*Supplied text*:
<<<<

A little known fact when comparing results, especially from different test companies, is that there may be little overlap of the tested SNPs. Matching algorithms tend to always err on the side of matching. So if a sequence of 100 SNPs exist in each tester, for example, but none of the SNPs tested are in common, then the sequence may be considered a match even though no significant matching values are found. As with much of biology in general, determining matches from the testing data is not an exacting science. There is a lot of art and tuning to properly determine and report matching segments; especially from different test companies.

Summary Values from Shared Segments

These derived Shared Segments, with certain cut-offs applied to assure valid results, are summed in various ways to then annotate match lists. The common values extracted from the list of matching segments between two testers are:
  1. the Total Matching Segments (an amount, either reported as a percentage of all your DNA or in cM; with roughly 72 cM equal to 1%),
  2. the Number of Matching Segments (a count), and
  3. the Largest Matching Segment (length, in cM).
Some testing companies only report these summary values and some not even all of them. Others allow detailed matching segment perusal via a chromosome browser and give table dumps into CSV spreadsheet files. Test companies may include (or not) the analysis of the X chromosome in these reported figures of shared segments. Otherwise, generally only the autosomes are analyzed and reported.

In genetic genealogy, the closer two people are to a common ancestor (the measure of Consanguinity or relatedness), then:
  • the longer the matching segments,
  • the more matching segments that exist1, and
  • the larger the amount of total matching segment length as a percentage of the total DNA (that is, the Total Matching Segment amount)

>>>>

*Supplied information*:
<<<<

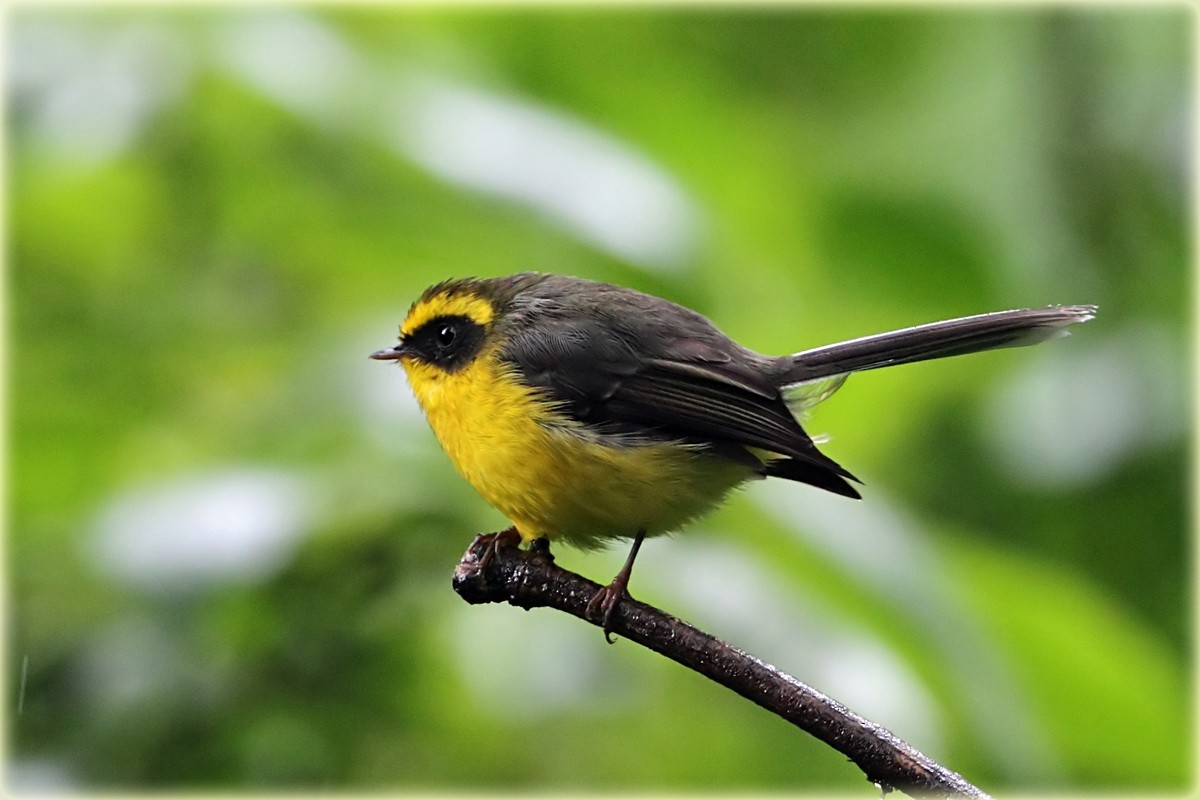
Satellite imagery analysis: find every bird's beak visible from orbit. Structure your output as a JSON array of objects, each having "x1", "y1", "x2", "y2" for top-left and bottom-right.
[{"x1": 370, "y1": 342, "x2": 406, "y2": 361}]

>>>>
<<<<

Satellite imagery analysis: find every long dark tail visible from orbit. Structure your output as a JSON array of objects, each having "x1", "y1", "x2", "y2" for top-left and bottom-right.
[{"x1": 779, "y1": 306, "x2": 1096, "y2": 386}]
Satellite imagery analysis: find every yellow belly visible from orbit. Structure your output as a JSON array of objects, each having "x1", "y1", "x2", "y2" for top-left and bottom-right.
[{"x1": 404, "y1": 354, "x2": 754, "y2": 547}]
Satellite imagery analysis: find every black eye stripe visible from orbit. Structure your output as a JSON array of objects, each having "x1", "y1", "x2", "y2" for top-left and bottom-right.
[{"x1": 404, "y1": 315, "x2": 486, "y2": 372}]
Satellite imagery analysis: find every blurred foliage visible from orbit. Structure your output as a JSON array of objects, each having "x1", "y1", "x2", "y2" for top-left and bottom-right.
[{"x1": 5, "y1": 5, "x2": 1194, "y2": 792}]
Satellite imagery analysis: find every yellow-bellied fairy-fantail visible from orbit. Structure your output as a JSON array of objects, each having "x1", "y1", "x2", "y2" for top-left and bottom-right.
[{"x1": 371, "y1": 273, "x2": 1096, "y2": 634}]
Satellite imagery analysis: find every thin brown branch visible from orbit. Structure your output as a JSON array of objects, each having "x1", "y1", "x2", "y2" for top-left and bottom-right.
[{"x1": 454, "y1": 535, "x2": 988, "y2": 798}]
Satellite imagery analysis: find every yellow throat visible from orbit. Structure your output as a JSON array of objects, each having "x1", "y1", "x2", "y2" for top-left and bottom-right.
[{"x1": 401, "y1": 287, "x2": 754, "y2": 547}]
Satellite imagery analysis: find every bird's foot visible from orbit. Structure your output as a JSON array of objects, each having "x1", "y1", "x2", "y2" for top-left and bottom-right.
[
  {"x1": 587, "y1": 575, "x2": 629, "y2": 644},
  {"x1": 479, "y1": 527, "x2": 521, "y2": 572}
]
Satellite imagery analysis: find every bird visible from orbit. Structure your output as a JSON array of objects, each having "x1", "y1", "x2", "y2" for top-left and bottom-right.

>>>>
<<<<

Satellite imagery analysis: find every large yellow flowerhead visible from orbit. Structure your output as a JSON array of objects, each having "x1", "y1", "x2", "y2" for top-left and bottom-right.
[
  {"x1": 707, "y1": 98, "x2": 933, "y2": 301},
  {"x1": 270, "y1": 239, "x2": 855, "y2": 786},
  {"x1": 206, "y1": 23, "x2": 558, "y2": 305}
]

>>>>

*Questions to answer*:
- A) Answer each question from the text on shared DNA segments, one line apiece, marking the answers (i), (ii), (iii):
(i) Roughly how many cM equal 1%?
(ii) Which chromosome may test companies include or leave out of their reported figures?
(iii) On which side do matching algorithms tend to err?
- B) Write the next part of the text on shared DNA segments, picking up after its final list item.
The entries have no connection to the text on shared DNA segments.

*Responses for each task*:
- A)
(i) Roughly 72 cM.
(ii) The X chromosome.
(iii) On the side of matching.

- B)
1 The number of matching segments actually increases the closer you get in relation to someone until you reach the parent / child relationship. In that case, the whole chromosome is matching, for the most part, and is just a single matching segment per chromosome and covering the whole chromosome. So the number of matching segments usually drops back down to just one per chromosome (or 22 in total for the autosomes). This number of matching segments does not hold true if a child is compared to a phased parent. In that case, the matching segments will indicate the cross-over points and allow you to "paint" the source of the matching segments from each grandparent. This drop in matching segments does still apply if you compare a phased child to a parent. But not if a phased child is compared to a phased parent. Confused? Not to worry. A bit advanced and not really needed here.

While finding all shared segments is the basis for comparing any two atxDNA test results, we often do not view the shared segments directly. Various levels of analysis or simplification exist depending on what the level of matching you care about at any given time. See our tutorial on Autosomal Match Analysis for a better explanation of how shared segments are viewed either discretely or clumped and summarized.

Example of 7 Cousins Compared

With that said, to the right is a sample chromosome browser chart comparing a primary / target tester with 6 others. The colored bars are showing the matching segments between the primary and the indicated tester. Grey are no-match areas. The inheritance of DNA and even matching segments is varied across the different chromosomes and dependent on the length of the chromosome and maybe whether the tester and their ancestors were male or female (in the case of xDNA matching segments). This particular chart is comparing 7 first cousins — they are each a first cousin to each other. A similar chart can be made taking anyone of them as the primary to compare against. But it will result in different results as what each cousin shares with another is different. These cousins all share two grandparents (each cousin has one parent that is a full-sibling to the one of the other cousins' parents). So it is not clear from this chart which of the two grandparents contributed the matching segment.

We purposely broke-up the chart into three panels so it is easier to view via the webpage. For an unbroken form you can print as a whole, visit the segment matching page.

This 7-cousin chart and the earlier on on this page are examples of Chromosome Painting.